-- Information supplied follows --

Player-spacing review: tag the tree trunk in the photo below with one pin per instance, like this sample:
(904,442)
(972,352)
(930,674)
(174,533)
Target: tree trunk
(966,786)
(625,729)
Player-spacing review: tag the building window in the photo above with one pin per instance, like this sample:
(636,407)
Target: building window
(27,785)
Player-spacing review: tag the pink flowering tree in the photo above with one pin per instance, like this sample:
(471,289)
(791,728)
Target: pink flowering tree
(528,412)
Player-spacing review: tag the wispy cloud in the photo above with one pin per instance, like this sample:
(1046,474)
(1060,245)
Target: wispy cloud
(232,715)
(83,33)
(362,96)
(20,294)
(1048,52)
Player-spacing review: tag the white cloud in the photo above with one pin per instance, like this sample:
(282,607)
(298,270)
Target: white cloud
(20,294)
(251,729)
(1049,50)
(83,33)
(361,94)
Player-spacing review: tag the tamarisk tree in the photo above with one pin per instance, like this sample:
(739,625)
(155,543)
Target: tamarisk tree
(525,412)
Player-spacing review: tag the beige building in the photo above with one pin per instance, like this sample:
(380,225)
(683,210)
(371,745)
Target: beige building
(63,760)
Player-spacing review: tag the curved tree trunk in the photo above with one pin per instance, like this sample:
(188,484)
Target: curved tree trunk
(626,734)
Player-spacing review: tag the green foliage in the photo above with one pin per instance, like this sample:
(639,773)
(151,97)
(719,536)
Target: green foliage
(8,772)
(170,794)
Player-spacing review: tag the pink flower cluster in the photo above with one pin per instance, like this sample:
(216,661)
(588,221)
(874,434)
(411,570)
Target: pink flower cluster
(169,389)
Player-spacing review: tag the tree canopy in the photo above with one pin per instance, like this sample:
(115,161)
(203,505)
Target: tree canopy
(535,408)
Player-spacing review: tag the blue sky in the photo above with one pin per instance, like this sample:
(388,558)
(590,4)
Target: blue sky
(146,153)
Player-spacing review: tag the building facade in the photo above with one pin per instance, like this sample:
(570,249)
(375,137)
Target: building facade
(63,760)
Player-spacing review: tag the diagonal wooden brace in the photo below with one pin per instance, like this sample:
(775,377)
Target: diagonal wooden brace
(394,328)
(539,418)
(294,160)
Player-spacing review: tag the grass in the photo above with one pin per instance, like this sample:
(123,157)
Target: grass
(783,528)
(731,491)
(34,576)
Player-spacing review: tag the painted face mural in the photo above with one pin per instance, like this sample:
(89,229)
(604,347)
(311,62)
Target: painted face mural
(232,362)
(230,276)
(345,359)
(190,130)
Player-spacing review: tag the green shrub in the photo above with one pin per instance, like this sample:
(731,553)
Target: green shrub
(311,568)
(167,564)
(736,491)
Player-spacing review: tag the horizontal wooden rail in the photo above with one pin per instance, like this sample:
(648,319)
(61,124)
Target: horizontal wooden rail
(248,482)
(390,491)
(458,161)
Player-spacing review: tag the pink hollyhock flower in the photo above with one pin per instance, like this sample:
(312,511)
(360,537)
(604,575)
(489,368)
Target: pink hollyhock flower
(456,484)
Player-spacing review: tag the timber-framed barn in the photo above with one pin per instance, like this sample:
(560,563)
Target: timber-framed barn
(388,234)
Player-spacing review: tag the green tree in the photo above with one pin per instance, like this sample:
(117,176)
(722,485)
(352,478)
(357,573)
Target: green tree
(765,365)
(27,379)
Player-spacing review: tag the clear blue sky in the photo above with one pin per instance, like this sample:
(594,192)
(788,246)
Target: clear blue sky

-- Information supplied concluded --

For the word "below", count the lines of the data that contain it and report only the total.

Answer to this task =>
2